As mentioned below the acute withdrawal (formerly detox) stage is 4-5 days max. It's only a supervised medical process and while there is a small programming component those two things don't happen concurrently. Someone reeling from withdrawal is not yet mentally fit for the process of treatment.

This young woman needs to do an intake to get on a list for any/all of the various treatments and be prepared to wait in the queue just like the rest of us have. You don't get to jump to the front of the line because you are special. In the meantime there are dozens of drop in meetings available, also mentioned below.

Up 8 Down 13

Interested Yukoner on Sep 11, 2018 at 1:20 pm

I don’t understand ADS. This woman’s daughter has serious addiction problems and she is turned away because she isn’t intoxicated or on drugs. They should be taking people who are asking for help not turning them away. I noticed the ADS spokesperson did not say they were full. What does she mean when she says, “people must be able to self-emulate”! Speak in plain English and have some empathy. If this young woman left the centre and overdosed then what excuse would they come up with? We need to see how effective ADS is; where are the program evaluations? They have a fancy new building but how do we know any of their programs are doing what they are supposed to do?

Up 16 Down 6

Jayne W on Sep 11, 2018 at 11:06 am

If an addict (going through withdrawal or not) goes to the Sarah Steel Building that is the window of hope and help for the addict. Do not turn them away with a brochure and a phone number, get working with them right away. That moment of clarity only happens every now and then for the addict and when it is there, THAT is when they need every resource possible to help them. As for thinking that it is acceptable for a parent or whatever to do help that is crap. Parents are not professionals and they could be enabling the disease to some degree.

Supplied data

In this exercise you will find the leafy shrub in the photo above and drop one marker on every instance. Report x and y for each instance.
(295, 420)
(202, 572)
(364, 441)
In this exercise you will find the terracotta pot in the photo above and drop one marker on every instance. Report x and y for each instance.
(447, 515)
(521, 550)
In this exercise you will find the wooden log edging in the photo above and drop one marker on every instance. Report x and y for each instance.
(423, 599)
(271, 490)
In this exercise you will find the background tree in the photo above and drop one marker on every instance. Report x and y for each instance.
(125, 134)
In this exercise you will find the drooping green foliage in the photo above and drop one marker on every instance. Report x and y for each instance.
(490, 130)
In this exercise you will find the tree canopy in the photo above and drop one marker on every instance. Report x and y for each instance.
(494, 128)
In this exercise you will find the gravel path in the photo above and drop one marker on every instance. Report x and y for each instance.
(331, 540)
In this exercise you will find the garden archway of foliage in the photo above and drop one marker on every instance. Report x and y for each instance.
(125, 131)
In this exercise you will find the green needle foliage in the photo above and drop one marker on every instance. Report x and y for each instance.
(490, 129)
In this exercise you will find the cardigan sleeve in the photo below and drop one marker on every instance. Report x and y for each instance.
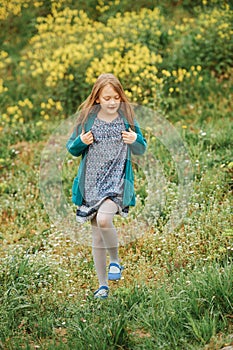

What to work on
**A)** Summarize the reader comments on addiction services in three sentences.
**B)** According to the reader comments on addiction services, how long does the acute withdrawal stage last at most?
**C)** Continue the reader comments on addiction services, starting after their last sentence.

Your written answers
**A)** One commenter says the acute withdrawal stage lasts 4-5 days at most, is a supervised medical process rather than treatment, and that the young woman should do an intake and wait in the queue like everyone else, using drop-in meetings in the meantime. Another commenter objects that ADS turned the woman's daughter away because she was not intoxicated or on drugs, and asks where the program evaluations are. A third says an addict who comes to the Sarah Steel Building should be helped right away rather than given a brochure and a phone number, since parents are not professionals and could be enabling the disease.

**B)** It lasts 4-5 days at most.

**C)**
Up 11 Down 6

Concerned Yukoner on Sep 10, 2018 at 8:48 pm

I understand the mother’s frustration, the girl has serious addiction issues and wanted help, so what if she was not detoxing. The government needs to look into the success rates of ADS programs and find out if any of them are helping anyone. Let’s hear some statistics on successful outcomes or not so we can change what needs to be changed. A fancy new building doesn’t mean a successful program. ADS should priories youth and this girl was ready and waiting for help and didn’t get it. Let’s hope nothing happens to her.

Up 25 Down 0

Buzz Lightyear on Sep 10, 2018 at 4:17 pm

Let me preface by saying that I've been through 'Detox' and various programming at Sarah Steele.

Unless you are violent or disruptive you will not be turned away from (Detox) now called Acute Withdrawal. The staff there are amazing and attentive, really top notch. Once your acute withdrawal is complete you can choose to be added to the wait list of various programming/counseling options. There is however unreasonable wait times (many months in some cases) for much of the programming and counseling. YG needs to working shortening those wait times and bring up staffing levels to treat what amounts to an epidemic in our society. There are also a bunch of daily drop-in options like AA, NA, SMART and weekly group counseling both at Sarah Steel and elsewhere in town.

That said, as the patient, you are free to walk away from any or all treatment/counseling and staff respect that choice but obviously don't agree with it.
Rather than 'blaming the system' this person needs to come to terms with their situation and own their recovery. A person cannot recover if they are not 100% committed and not recovering only has grave circumstances.

Up 40 Down 16

My Opinion on Sep 10, 2018 at 3:59 pm

This isn't a Hotel. You don't just check in because you need a place to stay. If you are not withdrawing you shouldn't be there. Others that are, need those spaces.
She was at the Mothers house so why doesn't she look after her??? Hard to help those that won't help themselves.

Up 32 Down 19

Yukon Girl on Sep 10, 2018 at 3:50 pm

I believe this... I too went to the center asking, crying for help with my addiction. I was suicidal at the time and they asked me some questions then said I don't need help and that I didn't have a problem. I think the YTG needs to re-evaluate the addictions resources and figure out a better plan how to help those struggling with alcohol and drug addiction. The current system doesn't work...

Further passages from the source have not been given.